## [PARTS OF THE EXERCISE]
A) In the news excerpt, which office released the report on Friday?
B) Update the news excerpt by rewriting it between "HARTFORD, Conn. (AP)" and "with the world.", inclusive, using "shooting" in place of "massacre".
** EXCERPT TO READ follows **
HARTFORD, Conn. (AP) — A new report asks whether the race and affluence of Adam Lanza's family influenced decisions about how to care for his mental health problems in the years before he committed the 2012 Sandy Hook Elementary School massacre.
Among the findings in the report, which was released Friday by the state office of Child Advocate, is that Lanza's his parents and educators contributed to his social isolation by accommodating — and not confronting — his difficulties engaging with the world.
The report said recommendations from Yale psychologists that he be medicated and undergo rigorous treatment as a child for anxiety and other conditions were rejected by his mother, who eventually took him out of school.
"Is the community more reluctant to intervene and more likely to provide deference to the parental judgment and decision-making of white, affluent parents than those caregivers who are poor or minority?" the report asks. "Would (Adam Lanza's) caregivers' reluctance to maintain him in school or a treatment program have gone under the radar if he were a child of color?"
Lanza's father is a financial services executive. The son and his mother lived in an exclusive neighborhood in the wealthy bedroom community, 70 miles north of Manhattan.
Research has found that upper-middle-class parents are far more likely to be resistant, defensive and even litigious when presented with treatment options suggested by school service providers, said Suniya Luthar, a professor of Psychology at Arizona State University, who has written extensively on the topic of affluence and mental health.
Deferring to those parents can have grave consequences, allowing nascent problems to escalate to serious and sometimes dangerous levels, she said.
"Even though some of these parents can be very intimidating, schools need to hang tough," she said. "If there is a psychologist, a teacher or a social worker who believes this child is headed for deep trouble, they need to hang tough."
The report concluded that Lanza's autism spectrum disorder and other psychiatric problems did not cause or lead directly to the massacre.
** End of EXCERPT TO READ **
** AVAILABLE DATA follows **
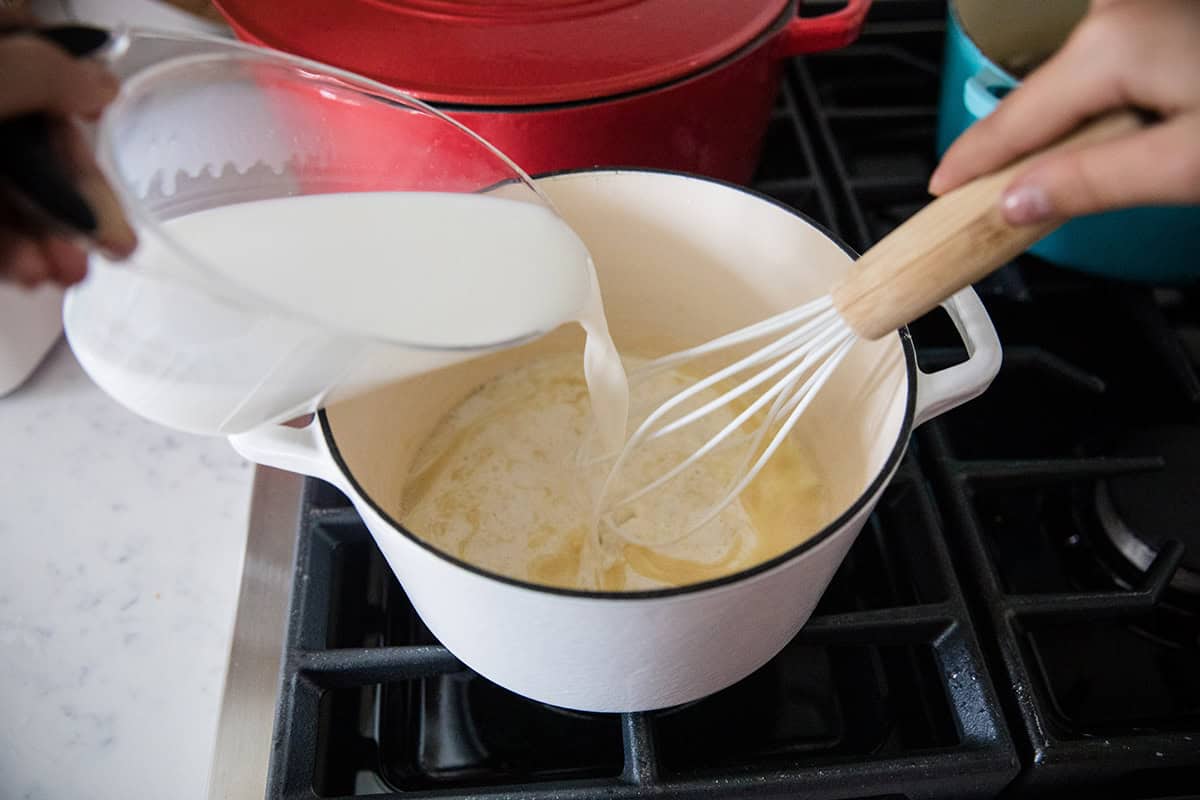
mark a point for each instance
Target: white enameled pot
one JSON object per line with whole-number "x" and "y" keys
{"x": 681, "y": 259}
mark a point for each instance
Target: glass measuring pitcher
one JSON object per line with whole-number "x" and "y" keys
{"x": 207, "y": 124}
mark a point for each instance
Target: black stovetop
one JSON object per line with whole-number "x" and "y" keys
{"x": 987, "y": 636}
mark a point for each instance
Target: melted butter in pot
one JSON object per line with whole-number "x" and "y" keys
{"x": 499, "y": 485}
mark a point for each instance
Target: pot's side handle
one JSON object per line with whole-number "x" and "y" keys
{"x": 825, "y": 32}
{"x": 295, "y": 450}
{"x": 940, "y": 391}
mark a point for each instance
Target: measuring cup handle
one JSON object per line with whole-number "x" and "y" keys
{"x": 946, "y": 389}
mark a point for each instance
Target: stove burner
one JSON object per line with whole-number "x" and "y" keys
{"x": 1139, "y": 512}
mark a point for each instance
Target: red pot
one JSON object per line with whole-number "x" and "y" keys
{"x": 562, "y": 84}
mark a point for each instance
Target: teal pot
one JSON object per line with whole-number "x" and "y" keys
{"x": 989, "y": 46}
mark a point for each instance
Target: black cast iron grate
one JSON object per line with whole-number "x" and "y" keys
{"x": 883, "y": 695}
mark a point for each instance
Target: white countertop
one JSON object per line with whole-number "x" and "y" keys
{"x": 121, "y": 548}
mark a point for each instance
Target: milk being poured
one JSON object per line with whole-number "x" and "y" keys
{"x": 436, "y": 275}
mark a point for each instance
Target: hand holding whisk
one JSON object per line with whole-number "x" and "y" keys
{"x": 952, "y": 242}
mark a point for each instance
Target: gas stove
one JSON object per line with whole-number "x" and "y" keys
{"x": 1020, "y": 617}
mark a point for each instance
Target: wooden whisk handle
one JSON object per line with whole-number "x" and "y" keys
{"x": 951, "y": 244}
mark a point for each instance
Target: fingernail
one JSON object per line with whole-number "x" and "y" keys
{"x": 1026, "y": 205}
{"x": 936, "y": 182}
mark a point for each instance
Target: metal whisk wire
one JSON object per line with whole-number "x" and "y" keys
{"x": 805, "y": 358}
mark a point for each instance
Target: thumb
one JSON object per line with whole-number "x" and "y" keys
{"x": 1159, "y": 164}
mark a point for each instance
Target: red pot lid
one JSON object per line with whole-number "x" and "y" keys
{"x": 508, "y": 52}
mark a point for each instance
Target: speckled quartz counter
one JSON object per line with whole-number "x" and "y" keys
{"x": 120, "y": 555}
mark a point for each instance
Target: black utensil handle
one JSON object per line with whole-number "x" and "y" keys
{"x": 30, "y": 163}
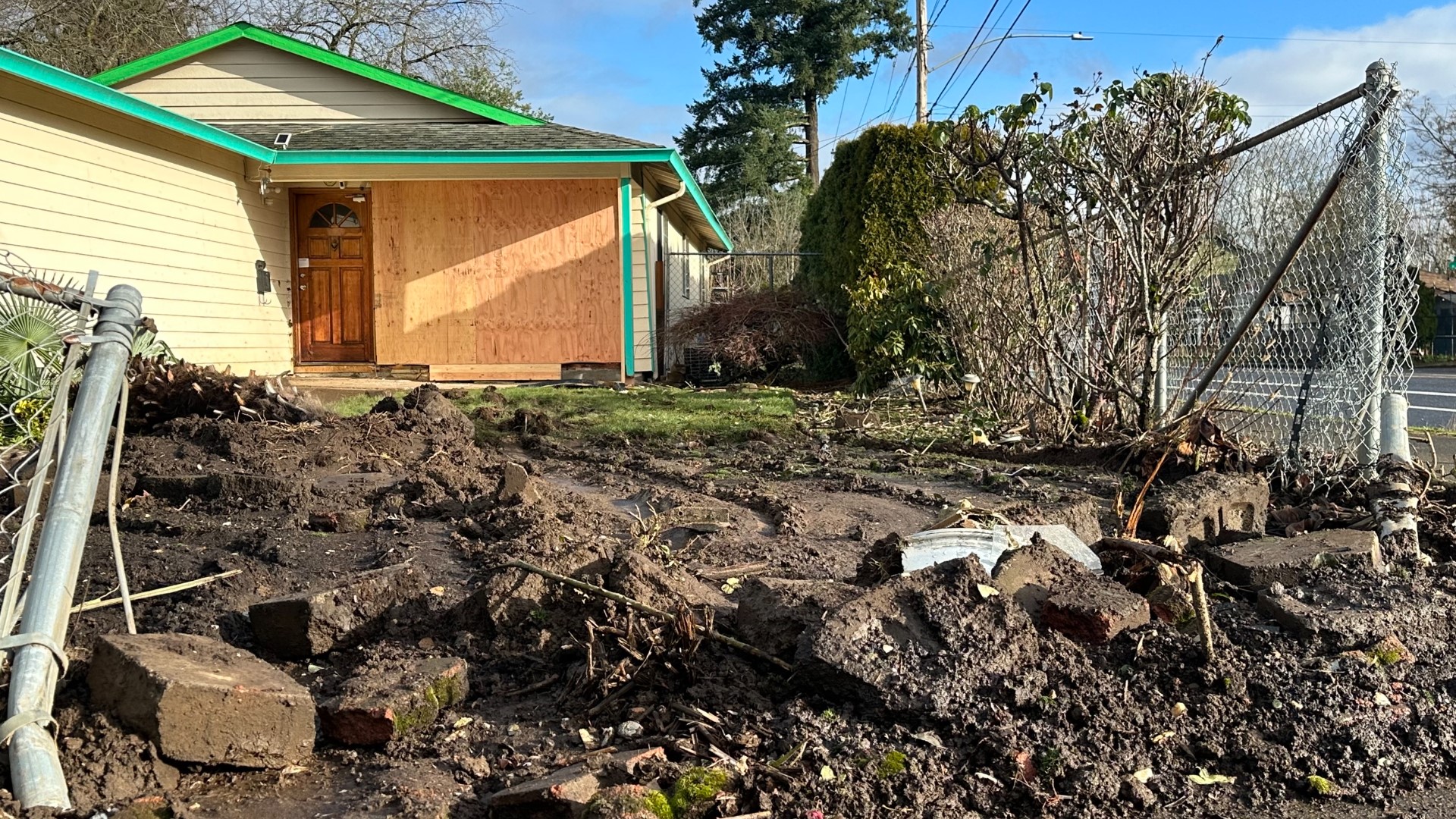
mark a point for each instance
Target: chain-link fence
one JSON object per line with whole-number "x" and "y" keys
** End of AVAILABLE DATA **
## [WRITTEN RESPONSES]
A) The state office of Child Advocate

B)
HARTFORD, Conn. (AP) — A new report asks whether the race and affluence of Adam Lanza's family influenced decisions about how to care for his mental health problems in the years before he committed the 2012 Sandy Hook Elementary School shooting.
Among the findings in the report, which was released Friday by the state office of Child Advocate, is that Lanza's his parents and educators contributed to his social isolation by accommodating — and not confronting — his difficulties engaging with the world.